**What you are asked to do**
Restate word for word the lines of the records below, starting at the line that contains "Target: passenger door" and ending at the line that contains "formatted as [81,313].", with both of those lines included and nothing else.

**Supplied material**
····················
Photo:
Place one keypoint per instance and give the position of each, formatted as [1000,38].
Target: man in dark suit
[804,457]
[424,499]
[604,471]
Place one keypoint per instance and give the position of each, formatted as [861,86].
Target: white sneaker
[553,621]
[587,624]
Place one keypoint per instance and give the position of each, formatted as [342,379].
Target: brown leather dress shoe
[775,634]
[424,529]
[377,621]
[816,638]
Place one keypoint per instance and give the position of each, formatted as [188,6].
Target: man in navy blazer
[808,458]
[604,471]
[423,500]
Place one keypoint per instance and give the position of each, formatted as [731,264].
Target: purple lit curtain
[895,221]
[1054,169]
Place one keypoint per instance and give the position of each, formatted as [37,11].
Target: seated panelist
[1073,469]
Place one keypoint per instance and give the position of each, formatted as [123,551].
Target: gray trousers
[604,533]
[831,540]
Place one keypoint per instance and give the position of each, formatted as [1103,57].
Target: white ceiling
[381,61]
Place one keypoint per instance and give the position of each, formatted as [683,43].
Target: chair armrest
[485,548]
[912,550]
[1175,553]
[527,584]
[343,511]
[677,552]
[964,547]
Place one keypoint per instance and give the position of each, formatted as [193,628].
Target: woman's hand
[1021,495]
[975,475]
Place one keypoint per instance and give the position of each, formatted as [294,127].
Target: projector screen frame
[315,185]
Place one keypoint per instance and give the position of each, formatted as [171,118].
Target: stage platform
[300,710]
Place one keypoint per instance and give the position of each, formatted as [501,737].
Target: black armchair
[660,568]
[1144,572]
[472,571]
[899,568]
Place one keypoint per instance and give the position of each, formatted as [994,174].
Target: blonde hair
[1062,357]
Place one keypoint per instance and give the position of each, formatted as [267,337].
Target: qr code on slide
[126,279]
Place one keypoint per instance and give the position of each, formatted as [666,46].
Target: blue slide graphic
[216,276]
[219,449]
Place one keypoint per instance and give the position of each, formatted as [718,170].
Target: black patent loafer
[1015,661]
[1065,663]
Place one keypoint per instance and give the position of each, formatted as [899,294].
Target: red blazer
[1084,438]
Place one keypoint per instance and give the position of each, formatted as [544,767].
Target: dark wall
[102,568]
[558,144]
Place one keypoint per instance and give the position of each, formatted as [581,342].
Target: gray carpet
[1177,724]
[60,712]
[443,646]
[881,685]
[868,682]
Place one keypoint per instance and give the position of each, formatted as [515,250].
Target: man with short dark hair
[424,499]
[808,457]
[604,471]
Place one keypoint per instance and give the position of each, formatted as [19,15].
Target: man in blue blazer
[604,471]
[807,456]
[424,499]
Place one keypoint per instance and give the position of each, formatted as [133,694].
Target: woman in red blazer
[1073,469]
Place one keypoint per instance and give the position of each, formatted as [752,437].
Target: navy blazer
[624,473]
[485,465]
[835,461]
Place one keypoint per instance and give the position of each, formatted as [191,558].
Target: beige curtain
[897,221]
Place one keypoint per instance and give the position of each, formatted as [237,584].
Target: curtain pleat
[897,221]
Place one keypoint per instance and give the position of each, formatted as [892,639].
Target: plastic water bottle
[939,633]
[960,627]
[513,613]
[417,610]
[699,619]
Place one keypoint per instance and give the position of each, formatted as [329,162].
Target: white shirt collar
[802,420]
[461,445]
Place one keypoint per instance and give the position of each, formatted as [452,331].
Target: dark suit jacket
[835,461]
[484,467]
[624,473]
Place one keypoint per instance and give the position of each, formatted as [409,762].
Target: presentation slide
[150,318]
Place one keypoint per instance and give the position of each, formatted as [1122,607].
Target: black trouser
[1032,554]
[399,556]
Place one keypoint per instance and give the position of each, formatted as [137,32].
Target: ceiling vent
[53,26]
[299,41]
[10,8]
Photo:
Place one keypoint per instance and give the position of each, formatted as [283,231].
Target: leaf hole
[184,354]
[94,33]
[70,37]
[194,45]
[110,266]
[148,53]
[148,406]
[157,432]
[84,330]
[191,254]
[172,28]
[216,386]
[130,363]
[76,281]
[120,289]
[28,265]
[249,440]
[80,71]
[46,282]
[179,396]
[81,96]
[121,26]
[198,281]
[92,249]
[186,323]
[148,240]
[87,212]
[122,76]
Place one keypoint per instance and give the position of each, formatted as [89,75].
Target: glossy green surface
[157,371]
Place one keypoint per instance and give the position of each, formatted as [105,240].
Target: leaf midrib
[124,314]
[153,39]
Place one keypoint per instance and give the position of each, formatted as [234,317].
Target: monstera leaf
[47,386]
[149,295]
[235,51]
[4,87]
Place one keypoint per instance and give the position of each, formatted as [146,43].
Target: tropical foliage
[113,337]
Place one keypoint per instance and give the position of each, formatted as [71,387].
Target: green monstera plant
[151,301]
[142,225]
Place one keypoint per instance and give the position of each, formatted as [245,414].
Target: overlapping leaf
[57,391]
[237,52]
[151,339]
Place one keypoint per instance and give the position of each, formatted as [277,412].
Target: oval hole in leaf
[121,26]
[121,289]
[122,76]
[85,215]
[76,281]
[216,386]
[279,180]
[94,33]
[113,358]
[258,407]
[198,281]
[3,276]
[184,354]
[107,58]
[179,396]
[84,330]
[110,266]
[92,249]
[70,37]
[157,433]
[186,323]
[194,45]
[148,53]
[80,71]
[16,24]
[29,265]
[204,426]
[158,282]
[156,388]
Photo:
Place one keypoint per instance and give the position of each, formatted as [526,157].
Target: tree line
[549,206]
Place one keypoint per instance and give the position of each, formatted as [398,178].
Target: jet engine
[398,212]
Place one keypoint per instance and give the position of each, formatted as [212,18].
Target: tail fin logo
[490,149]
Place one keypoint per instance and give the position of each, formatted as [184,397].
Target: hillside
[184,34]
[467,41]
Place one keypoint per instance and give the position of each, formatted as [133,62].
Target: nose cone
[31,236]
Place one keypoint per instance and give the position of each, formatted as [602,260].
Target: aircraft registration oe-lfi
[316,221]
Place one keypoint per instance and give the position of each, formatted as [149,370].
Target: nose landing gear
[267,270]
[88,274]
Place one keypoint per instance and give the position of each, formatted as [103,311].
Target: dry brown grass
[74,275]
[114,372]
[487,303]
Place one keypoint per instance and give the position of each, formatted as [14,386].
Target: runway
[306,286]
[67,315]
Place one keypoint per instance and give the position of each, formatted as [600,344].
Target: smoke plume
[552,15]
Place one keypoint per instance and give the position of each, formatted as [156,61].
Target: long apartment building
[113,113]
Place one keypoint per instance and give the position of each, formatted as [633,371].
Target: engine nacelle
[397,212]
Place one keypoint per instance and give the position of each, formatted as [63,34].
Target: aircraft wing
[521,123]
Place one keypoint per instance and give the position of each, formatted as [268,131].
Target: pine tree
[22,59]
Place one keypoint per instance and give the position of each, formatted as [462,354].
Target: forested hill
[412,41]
····················
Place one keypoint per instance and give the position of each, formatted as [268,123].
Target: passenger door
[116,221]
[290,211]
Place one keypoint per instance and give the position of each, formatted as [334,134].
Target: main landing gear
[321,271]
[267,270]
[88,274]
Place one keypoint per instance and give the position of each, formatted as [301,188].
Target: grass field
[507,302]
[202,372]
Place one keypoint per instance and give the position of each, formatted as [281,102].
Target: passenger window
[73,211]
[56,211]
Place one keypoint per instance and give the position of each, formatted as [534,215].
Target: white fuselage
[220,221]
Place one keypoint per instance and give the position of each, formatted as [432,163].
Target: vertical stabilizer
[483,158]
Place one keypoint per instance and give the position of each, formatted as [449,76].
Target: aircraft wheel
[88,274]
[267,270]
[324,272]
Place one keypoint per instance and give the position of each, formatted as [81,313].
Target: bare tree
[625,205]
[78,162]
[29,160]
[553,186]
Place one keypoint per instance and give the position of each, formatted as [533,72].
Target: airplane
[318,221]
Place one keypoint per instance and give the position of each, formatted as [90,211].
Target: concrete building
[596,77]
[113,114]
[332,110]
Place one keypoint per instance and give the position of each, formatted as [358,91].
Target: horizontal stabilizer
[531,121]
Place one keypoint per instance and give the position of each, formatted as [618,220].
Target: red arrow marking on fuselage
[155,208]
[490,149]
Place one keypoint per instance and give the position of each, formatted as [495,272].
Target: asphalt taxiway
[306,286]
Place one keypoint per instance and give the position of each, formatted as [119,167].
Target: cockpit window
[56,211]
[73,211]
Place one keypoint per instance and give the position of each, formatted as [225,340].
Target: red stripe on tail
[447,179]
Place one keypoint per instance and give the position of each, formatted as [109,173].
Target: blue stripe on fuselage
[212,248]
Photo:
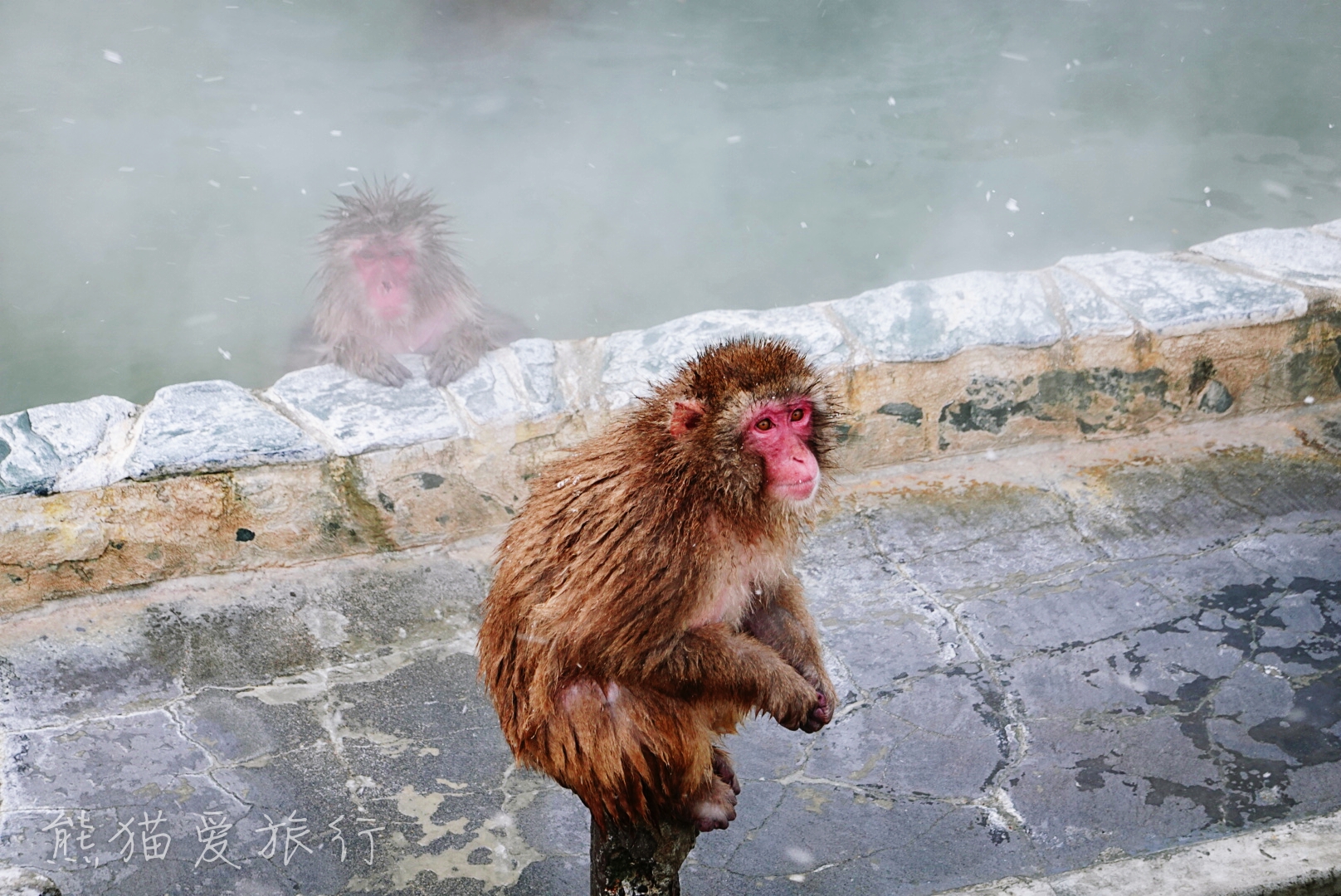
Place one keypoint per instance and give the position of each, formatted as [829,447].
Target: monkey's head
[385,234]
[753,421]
····················
**Exercise response**
Target: passenger door
[116,221]
[290,211]
Place one keypoint per instance and give the position of each, formatted as [334,134].
Target: main landing gear
[321,271]
[267,270]
[88,274]
Place one keypoint per instance and give the position of each, formatted as [301,188].
Target: grass field
[507,302]
[202,372]
Place one keypoint per instance and give the position of each, formatted as [281,102].
Target: passenger window
[73,211]
[56,211]
Place one keypoint per instance and give the position of each, formatted as [534,215].
Target: white fuselage
[220,221]
Place one keypoint per instance and give the position of each, formatted as [432,163].
Target: vertical stabilizer
[483,158]
Place one keypoint per instance and give the position of each, formatted as [449,76].
Target: aircraft wheel
[88,274]
[267,270]
[324,272]
Place one keypoint per instance and give the position of each, formatted as [81,313].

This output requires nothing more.